## WHAT YOU NEED TO DO
The lines to be copied run from the one containing "Target: sunroom interior" to the end of the material below; reproduce them exactly, including both ends, and nothing more.

GIVEN INFORMATION: Begin

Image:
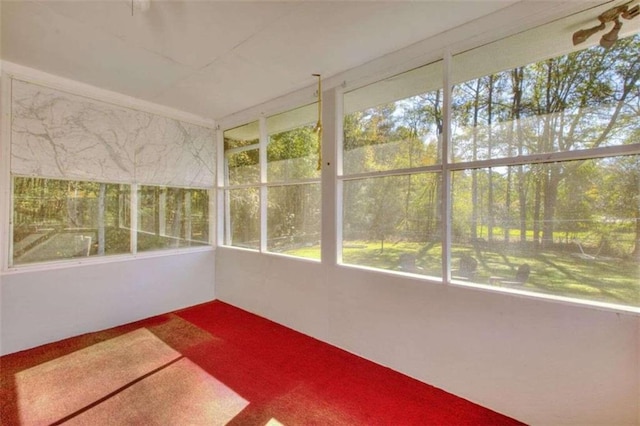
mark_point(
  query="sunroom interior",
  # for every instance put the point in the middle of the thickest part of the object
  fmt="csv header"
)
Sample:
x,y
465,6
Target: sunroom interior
x,y
449,189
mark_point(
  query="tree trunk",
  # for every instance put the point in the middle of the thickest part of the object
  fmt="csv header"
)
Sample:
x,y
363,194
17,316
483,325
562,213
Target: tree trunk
x,y
102,195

GIVEN INFORMATION: End

## SOLUTION TO THE PROBLEM
Target: sunroom interior
x,y
449,189
mark_point(
  query="tree trunk",
  # for every instance put the point in the middle of the thickest part of the object
  fmt="csv header"
)
Sample:
x,y
363,194
17,316
483,325
562,213
Target: tree trunk
x,y
102,195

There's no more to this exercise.